**Instructions for the task:**
How many lines in the listing below contain the word "grey"? Reply with the number alone.

________________________________________

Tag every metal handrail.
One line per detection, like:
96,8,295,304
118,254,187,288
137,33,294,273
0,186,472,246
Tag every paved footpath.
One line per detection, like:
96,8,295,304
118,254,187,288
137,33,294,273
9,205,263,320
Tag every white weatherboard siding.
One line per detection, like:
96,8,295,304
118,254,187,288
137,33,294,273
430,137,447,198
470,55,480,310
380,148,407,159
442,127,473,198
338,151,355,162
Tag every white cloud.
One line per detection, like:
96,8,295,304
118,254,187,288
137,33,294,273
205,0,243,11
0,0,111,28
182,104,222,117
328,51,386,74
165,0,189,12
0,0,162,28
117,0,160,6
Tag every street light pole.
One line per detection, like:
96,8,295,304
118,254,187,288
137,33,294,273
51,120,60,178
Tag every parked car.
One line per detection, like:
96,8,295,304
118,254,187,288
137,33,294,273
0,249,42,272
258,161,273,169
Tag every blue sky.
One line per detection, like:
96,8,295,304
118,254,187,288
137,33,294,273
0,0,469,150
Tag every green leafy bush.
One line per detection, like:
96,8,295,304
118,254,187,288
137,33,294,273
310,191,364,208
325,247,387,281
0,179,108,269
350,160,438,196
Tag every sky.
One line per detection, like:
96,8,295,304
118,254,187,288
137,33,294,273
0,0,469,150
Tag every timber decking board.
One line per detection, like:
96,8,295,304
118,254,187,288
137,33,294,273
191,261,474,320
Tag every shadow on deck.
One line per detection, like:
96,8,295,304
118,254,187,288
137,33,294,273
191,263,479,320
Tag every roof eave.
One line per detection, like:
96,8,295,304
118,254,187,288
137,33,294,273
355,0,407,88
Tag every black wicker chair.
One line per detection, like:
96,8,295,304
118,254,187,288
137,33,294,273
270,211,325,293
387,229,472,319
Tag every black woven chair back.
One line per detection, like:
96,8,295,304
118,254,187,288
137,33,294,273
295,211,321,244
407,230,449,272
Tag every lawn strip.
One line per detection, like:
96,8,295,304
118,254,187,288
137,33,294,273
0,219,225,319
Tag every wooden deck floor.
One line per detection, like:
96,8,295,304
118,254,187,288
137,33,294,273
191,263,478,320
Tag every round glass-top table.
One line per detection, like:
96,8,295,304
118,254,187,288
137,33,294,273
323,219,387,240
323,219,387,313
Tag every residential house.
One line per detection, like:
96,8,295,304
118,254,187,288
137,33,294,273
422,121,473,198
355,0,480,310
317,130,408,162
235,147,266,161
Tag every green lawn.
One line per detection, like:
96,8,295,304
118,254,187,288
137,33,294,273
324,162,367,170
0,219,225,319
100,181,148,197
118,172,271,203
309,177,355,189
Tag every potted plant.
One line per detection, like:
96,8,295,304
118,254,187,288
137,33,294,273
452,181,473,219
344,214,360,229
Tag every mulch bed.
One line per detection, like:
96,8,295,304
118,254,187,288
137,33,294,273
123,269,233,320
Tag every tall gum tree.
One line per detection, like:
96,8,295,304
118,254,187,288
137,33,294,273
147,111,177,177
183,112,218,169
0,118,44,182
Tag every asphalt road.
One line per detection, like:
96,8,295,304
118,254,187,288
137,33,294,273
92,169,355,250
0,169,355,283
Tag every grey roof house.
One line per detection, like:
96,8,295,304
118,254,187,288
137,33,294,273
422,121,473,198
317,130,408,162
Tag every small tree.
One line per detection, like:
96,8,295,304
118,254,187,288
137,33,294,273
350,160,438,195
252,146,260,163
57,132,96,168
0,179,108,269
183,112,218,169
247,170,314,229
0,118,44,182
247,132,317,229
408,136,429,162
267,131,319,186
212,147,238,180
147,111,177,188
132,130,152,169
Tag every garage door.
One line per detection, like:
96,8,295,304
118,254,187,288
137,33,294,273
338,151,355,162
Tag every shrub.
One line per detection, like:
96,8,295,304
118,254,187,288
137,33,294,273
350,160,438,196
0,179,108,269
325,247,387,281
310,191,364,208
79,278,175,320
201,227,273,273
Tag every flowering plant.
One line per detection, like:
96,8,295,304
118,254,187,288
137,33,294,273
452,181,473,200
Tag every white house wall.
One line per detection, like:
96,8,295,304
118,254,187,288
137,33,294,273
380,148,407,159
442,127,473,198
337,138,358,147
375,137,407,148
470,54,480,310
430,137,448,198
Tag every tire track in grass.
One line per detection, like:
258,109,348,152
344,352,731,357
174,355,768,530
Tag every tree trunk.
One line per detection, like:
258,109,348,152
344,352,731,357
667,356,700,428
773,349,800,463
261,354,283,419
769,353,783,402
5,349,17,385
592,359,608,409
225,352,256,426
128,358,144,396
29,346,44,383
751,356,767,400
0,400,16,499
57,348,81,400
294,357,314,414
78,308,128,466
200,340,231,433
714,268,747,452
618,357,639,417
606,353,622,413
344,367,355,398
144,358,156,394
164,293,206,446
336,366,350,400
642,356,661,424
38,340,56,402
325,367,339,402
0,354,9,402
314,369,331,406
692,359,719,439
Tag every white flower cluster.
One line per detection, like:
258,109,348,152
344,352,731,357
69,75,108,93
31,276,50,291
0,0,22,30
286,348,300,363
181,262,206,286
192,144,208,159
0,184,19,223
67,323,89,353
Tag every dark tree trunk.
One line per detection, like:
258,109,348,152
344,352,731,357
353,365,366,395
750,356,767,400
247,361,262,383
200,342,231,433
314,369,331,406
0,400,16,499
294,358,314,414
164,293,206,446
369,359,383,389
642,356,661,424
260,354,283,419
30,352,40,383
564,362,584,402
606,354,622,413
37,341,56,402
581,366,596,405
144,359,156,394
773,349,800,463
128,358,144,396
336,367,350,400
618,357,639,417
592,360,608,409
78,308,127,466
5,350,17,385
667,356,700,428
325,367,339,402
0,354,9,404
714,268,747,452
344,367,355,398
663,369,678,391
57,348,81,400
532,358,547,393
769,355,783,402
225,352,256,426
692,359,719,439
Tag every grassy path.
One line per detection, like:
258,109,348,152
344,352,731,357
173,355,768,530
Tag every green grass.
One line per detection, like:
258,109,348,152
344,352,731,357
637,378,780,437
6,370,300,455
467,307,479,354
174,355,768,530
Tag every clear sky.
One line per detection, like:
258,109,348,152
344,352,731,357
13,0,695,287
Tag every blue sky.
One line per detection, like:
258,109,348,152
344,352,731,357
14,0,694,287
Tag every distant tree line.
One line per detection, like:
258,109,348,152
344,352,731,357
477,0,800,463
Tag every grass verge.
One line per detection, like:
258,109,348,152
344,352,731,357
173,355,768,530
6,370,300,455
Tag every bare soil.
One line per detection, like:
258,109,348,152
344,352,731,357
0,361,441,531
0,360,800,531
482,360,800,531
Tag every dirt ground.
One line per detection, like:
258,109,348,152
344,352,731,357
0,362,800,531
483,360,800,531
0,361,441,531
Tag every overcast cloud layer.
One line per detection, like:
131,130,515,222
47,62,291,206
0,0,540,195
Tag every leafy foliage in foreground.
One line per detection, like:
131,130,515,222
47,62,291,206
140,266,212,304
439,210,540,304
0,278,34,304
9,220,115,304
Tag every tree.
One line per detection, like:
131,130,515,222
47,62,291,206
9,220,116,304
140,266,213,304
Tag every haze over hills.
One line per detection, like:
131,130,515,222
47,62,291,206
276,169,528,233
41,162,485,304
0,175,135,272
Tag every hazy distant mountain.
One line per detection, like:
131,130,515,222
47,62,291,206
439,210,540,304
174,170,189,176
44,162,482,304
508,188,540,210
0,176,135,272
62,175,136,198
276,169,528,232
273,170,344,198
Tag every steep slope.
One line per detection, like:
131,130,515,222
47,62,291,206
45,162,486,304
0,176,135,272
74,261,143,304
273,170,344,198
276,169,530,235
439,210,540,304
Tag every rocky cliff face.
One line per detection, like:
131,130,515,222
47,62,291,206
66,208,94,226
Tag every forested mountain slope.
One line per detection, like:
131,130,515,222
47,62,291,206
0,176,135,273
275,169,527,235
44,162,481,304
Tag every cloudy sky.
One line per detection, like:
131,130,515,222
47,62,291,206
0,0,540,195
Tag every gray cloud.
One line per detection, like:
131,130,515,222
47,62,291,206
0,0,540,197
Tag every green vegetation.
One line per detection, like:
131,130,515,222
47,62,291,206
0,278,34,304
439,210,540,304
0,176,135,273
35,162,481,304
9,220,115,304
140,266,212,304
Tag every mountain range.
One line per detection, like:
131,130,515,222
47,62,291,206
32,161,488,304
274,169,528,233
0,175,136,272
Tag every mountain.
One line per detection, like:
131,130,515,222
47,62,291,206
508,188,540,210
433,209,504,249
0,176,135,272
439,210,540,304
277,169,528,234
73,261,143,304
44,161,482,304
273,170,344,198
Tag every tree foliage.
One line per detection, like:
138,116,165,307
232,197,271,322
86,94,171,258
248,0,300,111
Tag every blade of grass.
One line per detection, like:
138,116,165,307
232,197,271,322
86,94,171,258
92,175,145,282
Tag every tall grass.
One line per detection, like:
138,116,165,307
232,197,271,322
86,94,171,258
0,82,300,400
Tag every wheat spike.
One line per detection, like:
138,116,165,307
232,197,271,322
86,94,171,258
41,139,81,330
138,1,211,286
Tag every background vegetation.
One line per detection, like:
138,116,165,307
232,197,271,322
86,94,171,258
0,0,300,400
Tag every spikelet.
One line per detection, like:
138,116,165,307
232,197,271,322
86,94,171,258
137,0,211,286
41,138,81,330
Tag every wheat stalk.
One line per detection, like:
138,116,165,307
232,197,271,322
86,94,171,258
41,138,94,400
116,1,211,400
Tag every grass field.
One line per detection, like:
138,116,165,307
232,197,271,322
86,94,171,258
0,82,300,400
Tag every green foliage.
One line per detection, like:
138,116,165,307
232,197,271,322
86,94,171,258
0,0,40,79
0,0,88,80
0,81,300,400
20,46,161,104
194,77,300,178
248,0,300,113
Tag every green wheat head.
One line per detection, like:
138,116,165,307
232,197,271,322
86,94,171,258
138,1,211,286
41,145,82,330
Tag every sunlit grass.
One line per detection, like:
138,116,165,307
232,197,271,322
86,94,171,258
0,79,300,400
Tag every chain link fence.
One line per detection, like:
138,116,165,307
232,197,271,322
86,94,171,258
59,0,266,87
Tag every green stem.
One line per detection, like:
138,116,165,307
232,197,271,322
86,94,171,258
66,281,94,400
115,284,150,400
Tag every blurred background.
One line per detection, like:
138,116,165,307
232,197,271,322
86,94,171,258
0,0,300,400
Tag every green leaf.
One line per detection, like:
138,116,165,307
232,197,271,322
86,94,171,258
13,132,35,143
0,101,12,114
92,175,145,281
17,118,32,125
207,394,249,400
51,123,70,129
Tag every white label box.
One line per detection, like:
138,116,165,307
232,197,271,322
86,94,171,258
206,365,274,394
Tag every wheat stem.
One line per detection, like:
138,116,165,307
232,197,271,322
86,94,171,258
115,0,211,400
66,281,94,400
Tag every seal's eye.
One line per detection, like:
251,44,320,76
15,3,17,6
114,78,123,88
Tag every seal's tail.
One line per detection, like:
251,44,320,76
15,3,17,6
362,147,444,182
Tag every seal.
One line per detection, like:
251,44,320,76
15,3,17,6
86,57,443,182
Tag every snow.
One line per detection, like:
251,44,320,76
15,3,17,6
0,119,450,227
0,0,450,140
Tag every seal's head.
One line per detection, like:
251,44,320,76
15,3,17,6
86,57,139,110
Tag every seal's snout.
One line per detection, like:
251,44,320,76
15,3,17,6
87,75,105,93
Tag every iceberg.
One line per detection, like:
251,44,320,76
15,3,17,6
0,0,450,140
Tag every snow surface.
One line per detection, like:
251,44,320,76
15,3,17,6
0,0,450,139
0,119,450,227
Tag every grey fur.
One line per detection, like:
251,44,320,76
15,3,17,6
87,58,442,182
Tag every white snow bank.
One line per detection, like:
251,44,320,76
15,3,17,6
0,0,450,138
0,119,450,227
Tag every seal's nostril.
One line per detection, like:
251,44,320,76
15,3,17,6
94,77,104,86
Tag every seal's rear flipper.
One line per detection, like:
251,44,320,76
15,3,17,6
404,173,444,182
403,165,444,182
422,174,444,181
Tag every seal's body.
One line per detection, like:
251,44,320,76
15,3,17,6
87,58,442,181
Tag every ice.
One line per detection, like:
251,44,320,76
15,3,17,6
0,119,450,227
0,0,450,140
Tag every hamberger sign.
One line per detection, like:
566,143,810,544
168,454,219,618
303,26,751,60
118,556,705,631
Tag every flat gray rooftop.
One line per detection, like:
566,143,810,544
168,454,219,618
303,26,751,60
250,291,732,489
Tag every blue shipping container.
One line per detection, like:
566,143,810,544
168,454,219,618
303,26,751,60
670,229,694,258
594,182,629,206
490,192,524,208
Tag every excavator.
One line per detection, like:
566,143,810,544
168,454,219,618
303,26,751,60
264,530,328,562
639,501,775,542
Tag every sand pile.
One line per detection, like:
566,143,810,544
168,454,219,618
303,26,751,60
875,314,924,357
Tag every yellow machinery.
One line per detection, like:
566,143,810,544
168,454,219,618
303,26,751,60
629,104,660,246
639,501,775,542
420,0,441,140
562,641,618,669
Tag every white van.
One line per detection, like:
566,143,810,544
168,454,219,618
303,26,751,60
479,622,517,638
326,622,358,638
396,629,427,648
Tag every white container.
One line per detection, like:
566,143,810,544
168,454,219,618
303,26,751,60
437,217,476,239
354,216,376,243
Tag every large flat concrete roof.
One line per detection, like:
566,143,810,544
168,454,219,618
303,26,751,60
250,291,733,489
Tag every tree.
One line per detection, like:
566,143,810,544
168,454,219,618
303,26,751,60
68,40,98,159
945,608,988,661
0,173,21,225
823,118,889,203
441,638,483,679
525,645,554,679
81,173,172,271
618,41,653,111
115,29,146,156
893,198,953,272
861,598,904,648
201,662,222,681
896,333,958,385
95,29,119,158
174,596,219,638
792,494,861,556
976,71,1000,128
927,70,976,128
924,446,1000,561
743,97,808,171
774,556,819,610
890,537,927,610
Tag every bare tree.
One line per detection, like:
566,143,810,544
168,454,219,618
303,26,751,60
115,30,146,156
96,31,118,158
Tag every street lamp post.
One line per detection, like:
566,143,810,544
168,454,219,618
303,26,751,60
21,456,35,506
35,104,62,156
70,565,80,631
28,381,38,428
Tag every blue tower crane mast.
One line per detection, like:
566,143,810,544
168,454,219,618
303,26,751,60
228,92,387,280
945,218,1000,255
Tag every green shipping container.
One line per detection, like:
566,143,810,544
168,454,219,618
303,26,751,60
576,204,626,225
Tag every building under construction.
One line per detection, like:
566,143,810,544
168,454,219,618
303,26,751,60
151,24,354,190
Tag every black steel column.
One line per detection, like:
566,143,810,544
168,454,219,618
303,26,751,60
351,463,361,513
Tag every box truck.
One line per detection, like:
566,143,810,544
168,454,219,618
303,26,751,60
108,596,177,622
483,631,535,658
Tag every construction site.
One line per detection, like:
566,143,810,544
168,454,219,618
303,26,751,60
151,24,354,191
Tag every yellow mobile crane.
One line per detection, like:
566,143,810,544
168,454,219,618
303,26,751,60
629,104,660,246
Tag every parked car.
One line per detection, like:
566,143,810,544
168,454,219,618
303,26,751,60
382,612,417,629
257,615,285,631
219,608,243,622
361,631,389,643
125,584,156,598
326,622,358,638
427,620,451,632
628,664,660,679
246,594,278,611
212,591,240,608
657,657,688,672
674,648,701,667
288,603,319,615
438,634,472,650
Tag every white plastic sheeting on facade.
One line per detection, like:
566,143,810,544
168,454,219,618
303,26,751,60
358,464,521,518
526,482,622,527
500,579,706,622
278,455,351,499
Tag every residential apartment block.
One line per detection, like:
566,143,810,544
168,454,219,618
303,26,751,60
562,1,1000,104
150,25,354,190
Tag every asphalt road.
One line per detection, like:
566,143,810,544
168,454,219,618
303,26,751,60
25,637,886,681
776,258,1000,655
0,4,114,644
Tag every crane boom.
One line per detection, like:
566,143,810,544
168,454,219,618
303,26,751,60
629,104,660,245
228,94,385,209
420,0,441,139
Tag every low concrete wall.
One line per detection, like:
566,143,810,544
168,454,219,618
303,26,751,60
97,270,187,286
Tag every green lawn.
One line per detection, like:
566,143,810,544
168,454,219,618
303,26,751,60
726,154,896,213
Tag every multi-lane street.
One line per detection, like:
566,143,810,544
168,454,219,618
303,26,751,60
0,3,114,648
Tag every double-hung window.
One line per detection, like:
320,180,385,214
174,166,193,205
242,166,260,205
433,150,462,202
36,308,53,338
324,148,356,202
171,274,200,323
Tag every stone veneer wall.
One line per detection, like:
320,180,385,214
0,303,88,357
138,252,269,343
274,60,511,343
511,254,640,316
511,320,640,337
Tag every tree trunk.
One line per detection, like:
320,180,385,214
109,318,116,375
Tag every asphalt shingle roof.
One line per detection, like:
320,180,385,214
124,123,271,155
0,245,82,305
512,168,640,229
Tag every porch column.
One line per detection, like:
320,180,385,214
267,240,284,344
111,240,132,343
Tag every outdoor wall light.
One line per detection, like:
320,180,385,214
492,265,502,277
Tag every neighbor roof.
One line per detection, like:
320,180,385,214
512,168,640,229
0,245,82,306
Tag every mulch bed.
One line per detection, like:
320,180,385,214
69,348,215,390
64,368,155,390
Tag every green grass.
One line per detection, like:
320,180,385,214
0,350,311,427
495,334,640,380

________________________________________

**The response:**
2